Image location labeling entries
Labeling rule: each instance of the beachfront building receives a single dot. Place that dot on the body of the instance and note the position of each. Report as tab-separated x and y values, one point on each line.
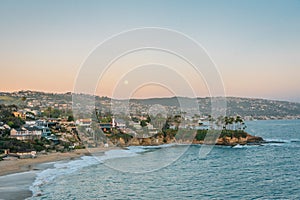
29	133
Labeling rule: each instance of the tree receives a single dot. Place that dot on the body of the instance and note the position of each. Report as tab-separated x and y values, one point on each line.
143	123
70	118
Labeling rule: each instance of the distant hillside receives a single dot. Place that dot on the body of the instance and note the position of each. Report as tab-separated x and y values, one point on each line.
257	108
235	106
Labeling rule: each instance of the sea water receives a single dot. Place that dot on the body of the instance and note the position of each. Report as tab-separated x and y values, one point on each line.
268	171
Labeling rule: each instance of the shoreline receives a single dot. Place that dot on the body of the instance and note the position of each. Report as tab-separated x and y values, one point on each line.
16	176
29	164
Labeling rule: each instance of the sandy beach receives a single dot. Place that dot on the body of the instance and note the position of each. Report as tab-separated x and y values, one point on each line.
16	176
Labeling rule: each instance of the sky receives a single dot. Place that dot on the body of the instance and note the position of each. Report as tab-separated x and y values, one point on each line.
255	44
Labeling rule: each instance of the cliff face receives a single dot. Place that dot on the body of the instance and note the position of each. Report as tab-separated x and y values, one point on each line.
159	140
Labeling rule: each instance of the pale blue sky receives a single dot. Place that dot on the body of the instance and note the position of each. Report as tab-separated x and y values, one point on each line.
255	43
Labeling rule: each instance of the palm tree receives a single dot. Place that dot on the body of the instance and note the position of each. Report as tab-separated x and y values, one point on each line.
238	121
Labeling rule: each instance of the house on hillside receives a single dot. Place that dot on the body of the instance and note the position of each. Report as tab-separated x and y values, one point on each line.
28	133
83	122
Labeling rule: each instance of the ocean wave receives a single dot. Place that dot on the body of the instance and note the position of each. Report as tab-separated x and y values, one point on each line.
60	168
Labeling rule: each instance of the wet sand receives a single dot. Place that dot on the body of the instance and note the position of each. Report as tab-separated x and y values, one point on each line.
16	176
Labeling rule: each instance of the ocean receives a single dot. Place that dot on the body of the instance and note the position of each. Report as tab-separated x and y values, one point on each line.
268	171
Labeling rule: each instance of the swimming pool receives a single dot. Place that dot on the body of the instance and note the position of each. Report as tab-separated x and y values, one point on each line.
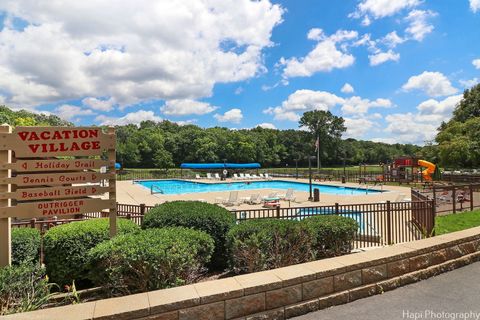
357	216
183	187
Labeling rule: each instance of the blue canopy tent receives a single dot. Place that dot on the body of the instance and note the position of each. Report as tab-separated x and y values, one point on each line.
206	166
219	166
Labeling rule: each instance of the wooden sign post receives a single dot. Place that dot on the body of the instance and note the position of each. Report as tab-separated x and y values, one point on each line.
42	176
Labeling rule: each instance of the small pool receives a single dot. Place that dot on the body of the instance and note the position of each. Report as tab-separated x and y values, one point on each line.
183	187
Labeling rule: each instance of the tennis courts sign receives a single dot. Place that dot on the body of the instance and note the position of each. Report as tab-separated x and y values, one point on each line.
41	175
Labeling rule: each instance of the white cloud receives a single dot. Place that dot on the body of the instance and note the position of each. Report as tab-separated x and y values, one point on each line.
475	5
306	100
357	127
347	88
382	8
280	114
359	106
138	51
182	107
232	115
69	112
130	118
434	84
419	26
382	57
324	57
315	34
476	62
421	126
98	104
392	39
410	128
444	107
267	125
469	83
185	122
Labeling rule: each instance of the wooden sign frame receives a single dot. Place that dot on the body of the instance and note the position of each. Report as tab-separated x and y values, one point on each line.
45	185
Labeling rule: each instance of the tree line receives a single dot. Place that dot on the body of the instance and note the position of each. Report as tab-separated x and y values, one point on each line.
166	144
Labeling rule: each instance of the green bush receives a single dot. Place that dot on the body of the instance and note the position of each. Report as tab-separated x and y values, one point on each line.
23	288
150	259
332	234
257	245
66	247
210	218
25	245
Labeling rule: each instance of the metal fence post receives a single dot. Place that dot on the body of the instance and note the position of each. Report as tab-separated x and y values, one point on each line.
389	224
471	197
454	200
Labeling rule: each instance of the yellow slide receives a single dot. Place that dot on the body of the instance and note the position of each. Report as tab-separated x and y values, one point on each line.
427	173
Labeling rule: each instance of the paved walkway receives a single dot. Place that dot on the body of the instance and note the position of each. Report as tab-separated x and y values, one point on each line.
452	295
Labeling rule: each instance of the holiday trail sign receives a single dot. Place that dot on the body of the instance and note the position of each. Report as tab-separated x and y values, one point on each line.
48	172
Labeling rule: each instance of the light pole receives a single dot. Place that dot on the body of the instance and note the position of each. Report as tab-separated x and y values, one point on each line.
310	158
296	168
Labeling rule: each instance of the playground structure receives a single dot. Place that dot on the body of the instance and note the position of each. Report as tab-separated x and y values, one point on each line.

■ **Problem to work on**
Repeat exactly the lines from the line containing "Labeling rule: each instance of the metal" through the end of the listing above; both boundary lines are part of the output.

■ **Task answer**
Labeling rule: each instance of the metal fence post receives a single dot. Place that dot on the body of the instance and note the position of each. Report as tab-separated x and y values, one point on each line.
389	224
471	197
454	200
Labeling rule: each instance of the yellow slide receives a single dot. Place that dot on the body of the instance and note the position of each. Report as tab-separated x and y values, one point on each line.
427	173
Labeling rule: each instance of the paved walkway receives a single dot. Place that dot on the body of the instance and note the position of each. Report as tab-separated x and y values, one point on each line.
452	295
Labeling rule: each instance of the holiday trail sign receives a single dot. Place that dot on the body of the instance and note the position of each. Report as tab-separated x and y values, one point on each line.
48	172
Labeling rule: each instance of the light pole receives a single dot. Place that dot on the body of the instance and note the position of each. Report as tab-separated x and y values, one point on each line.
310	158
296	168
Labeling rule: each instance of the playground structure receives a single dot. Place that dot on the body of the instance and note the position of each. Report as tab-separated x and y values, one point on each line.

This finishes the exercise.